Short task:
Could you continue the Python code that builds synthetic multi-style factor data, picking up right after its last line?

Page extract:
--

In [1]:
import pandas as pd
import numpy as np
import statsmodels.api as sm

# --- 1. Data Generation (Synthetic Data for Demonstration) ---
# In a real-world scenario, you would need to source actual historical data
# for your chosen style factors and asset returns.
# Factor data can be complex to construct from raw financial data (e.g., Quality, Low Volatility).
# For academic factors (like Fama-French, Carhart), Kenneth French's data library is a common source.
# For others, you might use commercial data providers or construct them yourself.

def generate_synthetic_data_multi_style(num_periods=360):
    """
    Generates synthetic historical data for an asset and a broader set of style factors,
    representative of a multi-style model (e.g., AQR Style Premia-like).

    Factors included:
    - Mkt-RF: Market Risk Premium (Market Excess Return)
    - SMB: Small Minus Big (Size)
    - HML: High Minus Low (Value)
    - UMD: Up Minus Down (Momentum)
    - QMJ: Quality Minus Junk (Profitability/Quality)
    - BAB: Betting Against Beta (Low Volatility/Defensive)
    """
    np.random.seed(45) # for reproducibility

    # Simulate risk-free rate (e.g., monthly risk-free rate)
    rf = 0.002 / 12 # ~0.2% annual risk-free, monthly

    # Simulate monthly factor returns with typical means and standard deviations
    # These are illustrative values and would vary based on actual data.
    mkt_rf = np.random.normal(0.005, 0.02, num_periods)  # Market
    smb = np.random.normal(0.002, 0.015, num_periods)    # Size
    hml = np.random.normal(0.001, 0.018, num_periods)    # Value
    umd = np.random.normal(0.004, 0.025, num_periods)    # Momentum
    qmj = np.random.normal(0.003, 0.012, num_periods)    # Quality
    bab = np.random.normal(0.0035, 0.015, num_periods)   # Low Volatility

    # Create a DataFrame for factor returns
    factors_df = pd.DataFrame({
        'Mkt-RF': mkt_rf,
        'SMB': smb,
        'HML': hml,
        'UMD': umd,
        'QMJ': qmj, # Quality factor (Robust Minus Weak - QMJ is a common proxy/similar)

--

Dataset rows:
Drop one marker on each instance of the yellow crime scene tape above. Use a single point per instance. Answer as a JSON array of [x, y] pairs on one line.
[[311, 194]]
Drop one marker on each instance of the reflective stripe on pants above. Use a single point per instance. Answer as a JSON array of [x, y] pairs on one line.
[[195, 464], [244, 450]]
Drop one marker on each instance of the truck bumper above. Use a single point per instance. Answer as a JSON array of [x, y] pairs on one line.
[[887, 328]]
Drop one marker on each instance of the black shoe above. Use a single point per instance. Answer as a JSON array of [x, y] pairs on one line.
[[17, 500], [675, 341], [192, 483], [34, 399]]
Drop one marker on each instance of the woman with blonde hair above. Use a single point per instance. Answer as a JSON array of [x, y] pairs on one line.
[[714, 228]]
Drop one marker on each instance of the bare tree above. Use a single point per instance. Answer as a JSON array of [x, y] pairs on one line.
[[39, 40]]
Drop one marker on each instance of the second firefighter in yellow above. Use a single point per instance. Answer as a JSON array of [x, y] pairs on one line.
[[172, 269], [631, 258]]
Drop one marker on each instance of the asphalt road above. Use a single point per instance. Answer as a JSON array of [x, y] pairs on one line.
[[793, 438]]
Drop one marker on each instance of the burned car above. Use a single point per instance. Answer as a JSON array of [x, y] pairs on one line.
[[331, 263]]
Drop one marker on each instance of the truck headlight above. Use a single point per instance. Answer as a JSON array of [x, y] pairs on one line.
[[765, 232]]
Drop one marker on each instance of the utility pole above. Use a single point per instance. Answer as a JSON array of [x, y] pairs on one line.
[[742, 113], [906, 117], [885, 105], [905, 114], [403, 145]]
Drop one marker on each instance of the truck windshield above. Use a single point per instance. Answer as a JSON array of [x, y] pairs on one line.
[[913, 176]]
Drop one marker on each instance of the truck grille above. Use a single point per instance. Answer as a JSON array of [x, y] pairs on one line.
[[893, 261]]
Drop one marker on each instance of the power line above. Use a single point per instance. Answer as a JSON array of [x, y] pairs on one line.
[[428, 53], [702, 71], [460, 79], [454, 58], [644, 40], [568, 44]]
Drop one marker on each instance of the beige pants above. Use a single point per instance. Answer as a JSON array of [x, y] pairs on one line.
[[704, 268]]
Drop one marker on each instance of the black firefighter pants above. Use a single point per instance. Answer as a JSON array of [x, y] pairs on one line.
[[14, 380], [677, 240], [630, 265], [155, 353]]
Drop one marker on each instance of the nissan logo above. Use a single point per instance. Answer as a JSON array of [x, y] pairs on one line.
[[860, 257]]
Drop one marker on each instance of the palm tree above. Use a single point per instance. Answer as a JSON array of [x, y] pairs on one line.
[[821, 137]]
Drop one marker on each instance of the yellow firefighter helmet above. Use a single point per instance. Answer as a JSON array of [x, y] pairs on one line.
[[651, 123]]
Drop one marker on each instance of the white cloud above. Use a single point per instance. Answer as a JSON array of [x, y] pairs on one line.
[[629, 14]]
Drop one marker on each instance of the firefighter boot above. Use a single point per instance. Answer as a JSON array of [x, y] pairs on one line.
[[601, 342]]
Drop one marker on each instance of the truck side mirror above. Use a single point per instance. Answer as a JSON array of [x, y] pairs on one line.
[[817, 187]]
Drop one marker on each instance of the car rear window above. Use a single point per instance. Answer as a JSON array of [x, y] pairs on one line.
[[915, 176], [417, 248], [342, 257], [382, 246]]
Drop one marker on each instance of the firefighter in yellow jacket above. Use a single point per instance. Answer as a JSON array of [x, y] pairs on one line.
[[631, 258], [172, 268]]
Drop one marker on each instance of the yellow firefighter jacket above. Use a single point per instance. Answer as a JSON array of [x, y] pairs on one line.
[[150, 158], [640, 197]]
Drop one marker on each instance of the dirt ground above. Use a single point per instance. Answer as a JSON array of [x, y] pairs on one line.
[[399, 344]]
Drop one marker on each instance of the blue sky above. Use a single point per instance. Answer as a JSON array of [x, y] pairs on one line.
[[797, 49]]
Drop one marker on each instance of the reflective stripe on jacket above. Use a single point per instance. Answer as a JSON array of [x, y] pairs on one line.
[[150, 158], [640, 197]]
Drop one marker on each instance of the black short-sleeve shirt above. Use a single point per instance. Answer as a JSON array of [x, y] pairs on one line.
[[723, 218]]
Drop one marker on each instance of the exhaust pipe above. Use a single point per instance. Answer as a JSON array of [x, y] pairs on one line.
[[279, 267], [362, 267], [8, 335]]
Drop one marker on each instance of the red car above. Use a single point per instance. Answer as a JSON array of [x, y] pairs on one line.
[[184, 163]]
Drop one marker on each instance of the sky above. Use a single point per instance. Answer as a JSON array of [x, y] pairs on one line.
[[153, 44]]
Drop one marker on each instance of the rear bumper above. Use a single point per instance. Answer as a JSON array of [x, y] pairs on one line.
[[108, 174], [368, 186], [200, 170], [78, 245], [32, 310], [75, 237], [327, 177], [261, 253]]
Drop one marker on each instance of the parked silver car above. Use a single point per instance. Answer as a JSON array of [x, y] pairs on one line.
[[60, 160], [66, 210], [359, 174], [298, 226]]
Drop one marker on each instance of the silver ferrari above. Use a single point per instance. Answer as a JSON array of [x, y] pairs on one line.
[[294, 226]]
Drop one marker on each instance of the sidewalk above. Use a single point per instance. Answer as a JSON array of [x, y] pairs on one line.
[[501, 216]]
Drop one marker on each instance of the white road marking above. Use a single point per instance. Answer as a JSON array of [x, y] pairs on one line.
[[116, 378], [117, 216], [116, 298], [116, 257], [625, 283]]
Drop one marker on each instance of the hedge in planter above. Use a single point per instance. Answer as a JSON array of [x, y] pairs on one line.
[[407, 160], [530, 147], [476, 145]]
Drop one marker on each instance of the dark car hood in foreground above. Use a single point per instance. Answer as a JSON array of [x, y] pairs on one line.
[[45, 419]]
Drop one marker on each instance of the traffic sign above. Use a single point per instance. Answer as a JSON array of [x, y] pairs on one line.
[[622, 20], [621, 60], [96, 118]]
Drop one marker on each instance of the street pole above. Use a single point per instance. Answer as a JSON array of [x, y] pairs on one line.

--

Task result:
        'BAB': bab  # Low Volatility factor (Betting Against Beta is a common proxy)
    })

    # Simulate asset returns based on factors and some hypothetical betas
    # These betas would be estimated from regression with real data.
    asset_betas = {
        'Mkt-RF': 1.0,   # Market exposure
        'SMB': 0.2,      # Small-cap tilt
        'HML': 0.1,      # Value tilt
        'UMD': 0.15,     # Momentum exposure
        'QMJ': 0.25,     # Quality exposure
        'BAB': -0.05     # Slight negative exposure to low-vol, or near zero if it's not a defensive stock
    }
    alpha = 0.0002 # A small idiosyncratic alpha
    idiosyncratic_noise = np.random.normal(0, 0.007, num_periods) # Asset-specific risk

    # Calculate expected excess return based on factors and betas
    asset_excess_return = (
        alpha
        + factors_df['Mkt-RF'] * asset_betas['Mkt-RF']
        + factors_df['SMB'] * asset_betas['SMB']
        + factors_df['HML'] * asset_betas['HML']
        + factors_df['UMD'] * asset_betas['UMD']
        + factors_df['QMJ'] * asset_betas['QMJ']
        + factors_df['BAB'] * asset_betas['BAB']
        + idiosyncratic_noise
    )

    # Calculate total asset return
    asset_returns = rf + asset_excess_return

    # Combine into a single DataFrame
    data_df = pd.DataFrame({
        'Asset_Return': asset_returns,
        'RF': rf, # Add RF to the DataFrame for convenience
    })
    data_df = pd.concat([data_df, factors_df], axis=1)

    return data_df

# --- 2. Multi-Style Model Implementation (Generalized Regression) ---

def run_multi_style_regression(data_df, factor_cols, asset_col='Asset_Return', risk_free_col='RF'):
    """
    Performs a multiple linear regression for a generalized multi-style factor model.
    Args:
        data_df (pd.DataFrame): DataFrame containing asset returns, risk-free rate, and factor returns.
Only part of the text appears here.